__TRECHO ESCOLHIDO__
Antes de Larry e Sergey, muitos foram os pioneiros de Stanford: em 1969, o Stanford Artificial Intelligence Lab, fundado por John McCarthy, tornou-se um dos primeiros nós da ARPAnet, a precursora da internet. Cinco anos depois, Vinton Cerf ajudou a desenvolver o protocolo TCP, e em 1984 Leonard Bosack e a aluna de economia Sandy Lerner fundaram a Cisco. Dez anos mais tarde, Jerry Yang e David Filo, doutorandos em engenharia elétrica, iniciaram a Yahoo!

__REGISTROS LISTADOS__
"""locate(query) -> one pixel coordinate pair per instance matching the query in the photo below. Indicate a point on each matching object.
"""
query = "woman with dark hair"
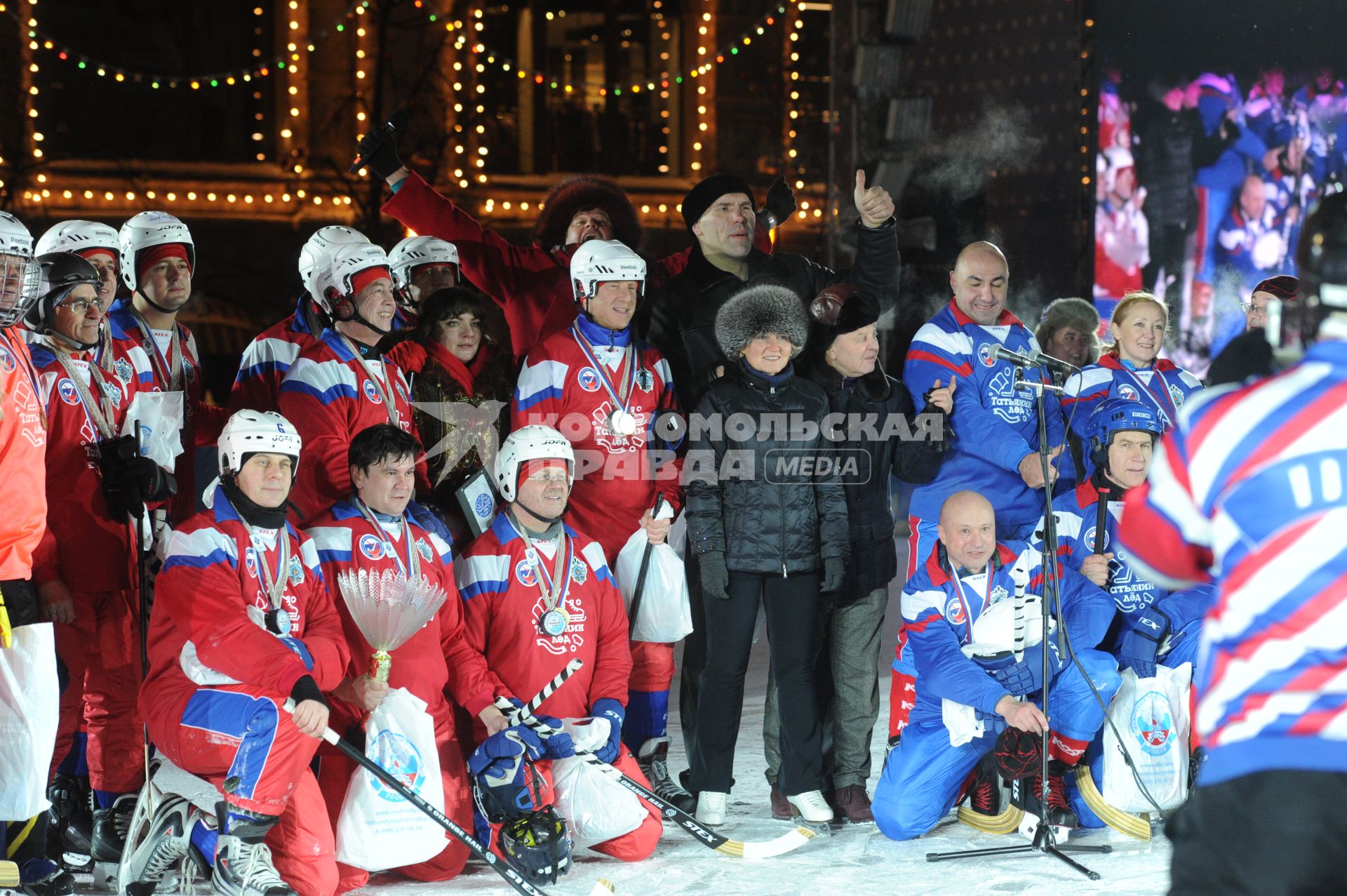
* * *
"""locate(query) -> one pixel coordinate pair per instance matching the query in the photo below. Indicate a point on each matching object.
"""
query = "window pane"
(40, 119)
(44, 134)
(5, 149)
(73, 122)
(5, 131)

__A FAZER__
(1) Liste todas as pessoas citadas no trecho sobre os pioneiros de Stanford.
(2) Reescreva em forma de lista o parágrafo do trecho sobre os pioneiros de Stanford que começa com "Antes de Larry e Sergey", mantendo os fatos principais.
(3) Imprima a parte do trecho sobre os pioneiros de Stanford que fica entre "Antes de Larry" e "iniciaram a Yahoo!", inclusive.

__RESPOSTAS POR TAREFA__
(1)
- Larry
- Sergey
- John McCarthy
- Vinton Cerf
- Leonard Bosack
- Sandy Lerner
- Jerry Yang
- David Filo

(2)
Pioneiros de Stanford antes de Larry e Sergey:
- 1969: o Stanford Artificial Intelligence Lab, fundado por John McCarthy, virou um dos primeiros nós da ARPAnet, a precursora da internet.
- Cinco anos depois: Vinton Cerf ajudou a desenvolver o protocolo TCP.
- 1984: Leonard Bosack e a aluna de economia Sandy Lerner fundaram a Cisco.
- Dez anos mais tarde: Jerry Yang e David Filo, doutorandos em engenharia elétrica, criaram a Yahoo!

(3)
Antes de Larry e Sergey, muitos foram os pioneiros de Stanford: em 1969, o Stanford Artificial Intelligence Lab, fundado por John McCarthy, tornou-se um dos primeiros nós da ARPAnet, a precursora da internet. Cinco anos depois, Vinton Cerf ajudou a desenvolver o protocolo TCP, e em 1984 Leonard Bosack e a aluna de economia Sandy Lerner fundaram a Cisco. Dez anos mais tarde, Jerry Yang e David Filo, doutorandos em engenharia elétrica, iniciaram a Yahoo!